Exercise brief = Lines from the one containing "Ground woman with short" through the end of the data below are to be transcribed exactly; leave out all others.

Records provided =
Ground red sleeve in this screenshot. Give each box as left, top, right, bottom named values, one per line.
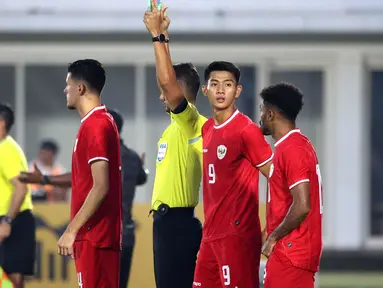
left=84, top=118, right=111, bottom=165
left=282, top=146, right=311, bottom=190
left=241, top=123, right=273, bottom=168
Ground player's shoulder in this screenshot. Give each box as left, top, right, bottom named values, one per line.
left=202, top=117, right=214, bottom=132
left=236, top=113, right=263, bottom=135
left=279, top=131, right=315, bottom=156
left=83, top=111, right=114, bottom=129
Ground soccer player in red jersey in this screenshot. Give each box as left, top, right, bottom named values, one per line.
left=193, top=61, right=273, bottom=288
left=259, top=83, right=323, bottom=288
left=56, top=59, right=122, bottom=288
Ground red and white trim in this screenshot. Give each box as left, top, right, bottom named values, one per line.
left=289, top=179, right=310, bottom=190
left=88, top=157, right=109, bottom=164
left=214, top=110, right=239, bottom=129
left=274, top=129, right=301, bottom=147
left=81, top=105, right=106, bottom=123
left=256, top=153, right=274, bottom=168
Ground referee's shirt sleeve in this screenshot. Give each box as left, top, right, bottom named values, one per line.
left=171, top=99, right=205, bottom=142
left=1, top=146, right=24, bottom=180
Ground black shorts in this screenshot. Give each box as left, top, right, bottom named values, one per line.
left=0, top=209, right=36, bottom=276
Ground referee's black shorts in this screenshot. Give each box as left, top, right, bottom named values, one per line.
left=0, top=209, right=36, bottom=276
left=153, top=204, right=202, bottom=288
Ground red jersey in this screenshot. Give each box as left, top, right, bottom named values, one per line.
left=267, top=129, right=323, bottom=272
left=71, top=105, right=122, bottom=250
left=202, top=110, right=273, bottom=241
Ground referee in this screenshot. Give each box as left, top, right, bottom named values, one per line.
left=144, top=9, right=206, bottom=288
left=0, top=103, right=36, bottom=288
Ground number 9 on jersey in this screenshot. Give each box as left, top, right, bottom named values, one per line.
left=208, top=164, right=215, bottom=184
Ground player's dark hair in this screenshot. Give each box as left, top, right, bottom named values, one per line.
left=173, top=63, right=200, bottom=101
left=0, top=102, right=15, bottom=133
left=40, top=140, right=59, bottom=154
left=260, top=83, right=304, bottom=121
left=108, top=109, right=123, bottom=134
left=204, top=61, right=241, bottom=83
left=68, top=59, right=106, bottom=95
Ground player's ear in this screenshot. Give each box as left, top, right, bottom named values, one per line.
left=267, top=108, right=276, bottom=121
left=78, top=82, right=87, bottom=96
left=202, top=85, right=208, bottom=97
left=235, top=84, right=242, bottom=99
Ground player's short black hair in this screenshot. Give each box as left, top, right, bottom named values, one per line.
left=260, top=83, right=304, bottom=121
left=204, top=61, right=241, bottom=83
left=40, top=140, right=59, bottom=154
left=0, top=102, right=15, bottom=133
left=68, top=59, right=106, bottom=95
left=173, top=63, right=200, bottom=100
left=108, top=109, right=123, bottom=134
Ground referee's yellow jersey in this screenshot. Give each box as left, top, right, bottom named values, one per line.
left=0, top=135, right=33, bottom=215
left=152, top=102, right=207, bottom=210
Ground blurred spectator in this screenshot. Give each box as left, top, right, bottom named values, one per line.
left=108, top=109, right=148, bottom=288
left=29, top=140, right=67, bottom=202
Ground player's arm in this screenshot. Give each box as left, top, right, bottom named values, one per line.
left=66, top=160, right=109, bottom=234
left=268, top=147, right=311, bottom=242
left=144, top=2, right=185, bottom=110
left=241, top=124, right=274, bottom=178
left=19, top=164, right=72, bottom=188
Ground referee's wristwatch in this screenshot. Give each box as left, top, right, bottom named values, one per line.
left=2, top=216, right=12, bottom=225
left=152, top=34, right=169, bottom=43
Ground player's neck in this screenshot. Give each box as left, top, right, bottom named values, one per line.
left=77, top=97, right=101, bottom=119
left=213, top=106, right=236, bottom=126
left=273, top=123, right=296, bottom=143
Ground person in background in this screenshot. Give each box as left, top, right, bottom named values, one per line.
left=29, top=140, right=67, bottom=202
left=0, top=103, right=35, bottom=288
left=108, top=109, right=148, bottom=288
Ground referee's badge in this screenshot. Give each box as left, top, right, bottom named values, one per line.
left=157, top=142, right=168, bottom=162
left=217, top=145, right=227, bottom=160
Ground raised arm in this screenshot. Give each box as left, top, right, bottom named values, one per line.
left=144, top=1, right=185, bottom=110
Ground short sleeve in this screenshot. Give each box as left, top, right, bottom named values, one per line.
left=0, top=145, right=27, bottom=181
left=84, top=119, right=111, bottom=165
left=241, top=124, right=273, bottom=168
left=171, top=102, right=206, bottom=140
left=282, top=146, right=311, bottom=190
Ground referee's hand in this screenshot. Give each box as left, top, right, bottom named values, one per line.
left=57, top=230, right=76, bottom=259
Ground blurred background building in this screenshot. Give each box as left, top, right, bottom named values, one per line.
left=1, top=0, right=383, bottom=286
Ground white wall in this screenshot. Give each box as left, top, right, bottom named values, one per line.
left=1, top=0, right=383, bottom=32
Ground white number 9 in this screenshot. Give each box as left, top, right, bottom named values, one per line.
left=208, top=164, right=215, bottom=184
left=222, top=265, right=230, bottom=285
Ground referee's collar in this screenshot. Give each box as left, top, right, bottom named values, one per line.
left=81, top=105, right=106, bottom=123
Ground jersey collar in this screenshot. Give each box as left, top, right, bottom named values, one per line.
left=274, top=128, right=301, bottom=147
left=81, top=105, right=106, bottom=123
left=214, top=109, right=239, bottom=130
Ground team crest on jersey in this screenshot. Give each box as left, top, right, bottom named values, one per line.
left=269, top=163, right=274, bottom=178
left=157, top=142, right=168, bottom=162
left=73, top=139, right=78, bottom=152
left=217, top=145, right=227, bottom=160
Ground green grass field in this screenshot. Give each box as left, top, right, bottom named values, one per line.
left=319, top=272, right=383, bottom=288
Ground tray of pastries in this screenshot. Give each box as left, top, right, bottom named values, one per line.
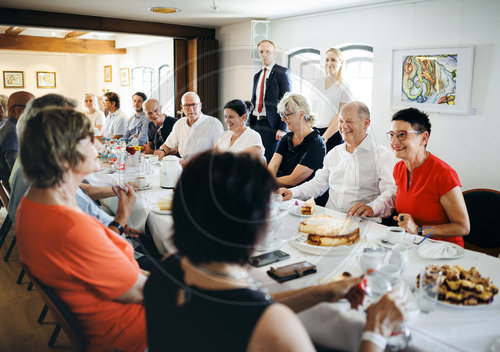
left=417, top=265, right=499, bottom=307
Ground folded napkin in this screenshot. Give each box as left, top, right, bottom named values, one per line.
left=417, top=241, right=460, bottom=259
left=84, top=172, right=127, bottom=188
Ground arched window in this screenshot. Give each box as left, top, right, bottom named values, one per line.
left=338, top=44, right=374, bottom=109
left=131, top=66, right=154, bottom=99
left=286, top=48, right=321, bottom=97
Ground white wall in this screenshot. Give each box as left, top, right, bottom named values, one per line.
left=0, top=37, right=174, bottom=117
left=217, top=0, right=500, bottom=191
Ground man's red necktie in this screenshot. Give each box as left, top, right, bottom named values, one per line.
left=257, top=67, right=267, bottom=113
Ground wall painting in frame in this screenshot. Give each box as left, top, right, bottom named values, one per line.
left=391, top=46, right=474, bottom=114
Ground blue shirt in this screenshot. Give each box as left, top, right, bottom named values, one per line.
left=124, top=111, right=149, bottom=145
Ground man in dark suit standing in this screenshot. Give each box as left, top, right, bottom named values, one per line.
left=250, top=40, right=291, bottom=162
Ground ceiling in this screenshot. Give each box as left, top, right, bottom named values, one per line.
left=0, top=0, right=421, bottom=28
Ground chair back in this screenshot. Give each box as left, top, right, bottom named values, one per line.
left=0, top=180, right=10, bottom=210
left=23, top=265, right=87, bottom=351
left=463, top=188, right=500, bottom=248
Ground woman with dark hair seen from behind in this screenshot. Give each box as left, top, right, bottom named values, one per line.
left=144, top=151, right=406, bottom=352
left=16, top=107, right=147, bottom=351
left=268, top=92, right=326, bottom=188
left=215, top=99, right=265, bottom=160
left=389, top=107, right=470, bottom=247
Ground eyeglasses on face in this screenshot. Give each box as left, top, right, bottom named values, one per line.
left=386, top=130, right=423, bottom=141
left=182, top=103, right=200, bottom=109
left=12, top=104, right=26, bottom=108
left=279, top=111, right=294, bottom=119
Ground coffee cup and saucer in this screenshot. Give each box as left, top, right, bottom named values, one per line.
left=135, top=176, right=151, bottom=190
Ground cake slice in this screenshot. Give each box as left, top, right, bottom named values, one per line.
left=301, top=197, right=316, bottom=215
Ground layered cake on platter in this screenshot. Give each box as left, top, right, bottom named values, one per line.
left=298, top=214, right=360, bottom=247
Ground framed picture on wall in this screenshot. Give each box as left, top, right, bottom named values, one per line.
left=104, top=65, right=112, bottom=82
left=3, top=71, right=24, bottom=88
left=120, top=68, right=130, bottom=86
left=36, top=71, right=56, bottom=88
left=391, top=46, right=474, bottom=114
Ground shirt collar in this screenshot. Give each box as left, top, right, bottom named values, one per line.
left=262, top=62, right=276, bottom=71
left=185, top=113, right=205, bottom=128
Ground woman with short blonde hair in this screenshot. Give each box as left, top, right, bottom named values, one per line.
left=268, top=92, right=325, bottom=187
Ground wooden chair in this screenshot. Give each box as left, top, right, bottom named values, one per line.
left=23, top=265, right=87, bottom=351
left=463, top=188, right=500, bottom=257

Final answer =
Ground woman with short blonde hair in this screenshot. Give each box as left, top, right, bottom named values, one per line.
left=268, top=92, right=325, bottom=187
Ground wooden chair in this screenshot. Give each box as left, top, right, bottom named values, one per line.
left=23, top=265, right=87, bottom=351
left=463, top=188, right=500, bottom=257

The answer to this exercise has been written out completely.